** START Material provided **

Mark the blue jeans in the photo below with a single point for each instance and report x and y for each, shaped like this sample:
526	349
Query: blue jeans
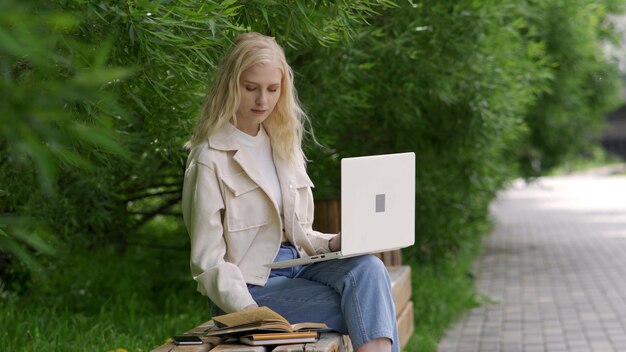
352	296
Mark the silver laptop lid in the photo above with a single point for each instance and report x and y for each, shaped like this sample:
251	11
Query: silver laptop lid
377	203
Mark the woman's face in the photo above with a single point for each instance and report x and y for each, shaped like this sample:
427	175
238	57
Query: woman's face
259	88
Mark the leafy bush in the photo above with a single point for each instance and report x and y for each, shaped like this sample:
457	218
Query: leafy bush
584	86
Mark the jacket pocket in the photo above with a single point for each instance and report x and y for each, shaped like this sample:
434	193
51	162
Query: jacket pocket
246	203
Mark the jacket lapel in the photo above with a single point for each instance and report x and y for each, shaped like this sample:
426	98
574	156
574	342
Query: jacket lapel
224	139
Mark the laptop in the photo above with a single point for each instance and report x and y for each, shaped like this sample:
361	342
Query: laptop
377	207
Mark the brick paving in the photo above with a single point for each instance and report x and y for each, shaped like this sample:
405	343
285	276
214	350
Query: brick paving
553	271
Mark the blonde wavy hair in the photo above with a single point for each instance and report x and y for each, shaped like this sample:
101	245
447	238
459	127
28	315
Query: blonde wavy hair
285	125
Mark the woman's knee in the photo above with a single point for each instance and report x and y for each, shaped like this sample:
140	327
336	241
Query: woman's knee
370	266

** END Material provided **

Exercise details:
Starting at the line that contains "Mark the woman's face" and continuing through the end of the listing, rename "single point" to "single dot" and give those lines again with nothing else changed.

Complete output:
Mark the woman's face in the photo above with a single dot for each instance and report x and y for each, shaped like this sample:
427	175
238	57
Query: woman's face
259	88
Mark the leafy bush in the photo above with a single dot for each instance and report x and y for each, shaped like this sample:
457	218
Query: leafy bush
584	86
Mark the jacket pocket in the photo above with a single dot for each instance and report x and y for each, shaped like this sample:
434	193
51	162
Query: jacket pocket
246	203
Mark the jacket lapel in the photo above with a single dot for each instance and report x and y for each, shaped like this sample:
426	98
574	156
574	342
Query: jacket lapel
224	139
Mark the laptop in the photo above with a single dot for each instance and report x and y for each, shaped like this sample:
361	342
Query: laptop
377	207
Mark the brick paving in the photo above with a single dot for each instance and report x and y for each, shaped like this sample:
405	343
285	276
214	350
Query: brick paving
553	271
Mark the blonde wavy hair in the photo above with a single dot for each instance and report x and y for each, shaped like this sample:
101	245
447	238
459	127
28	315
Query: blonde wavy hair
285	125
Mark the woman's knee in the photo above with a single dot for each instance and report x and y for each, shaped like this sample:
140	327
336	241
Query: woman's knee
370	266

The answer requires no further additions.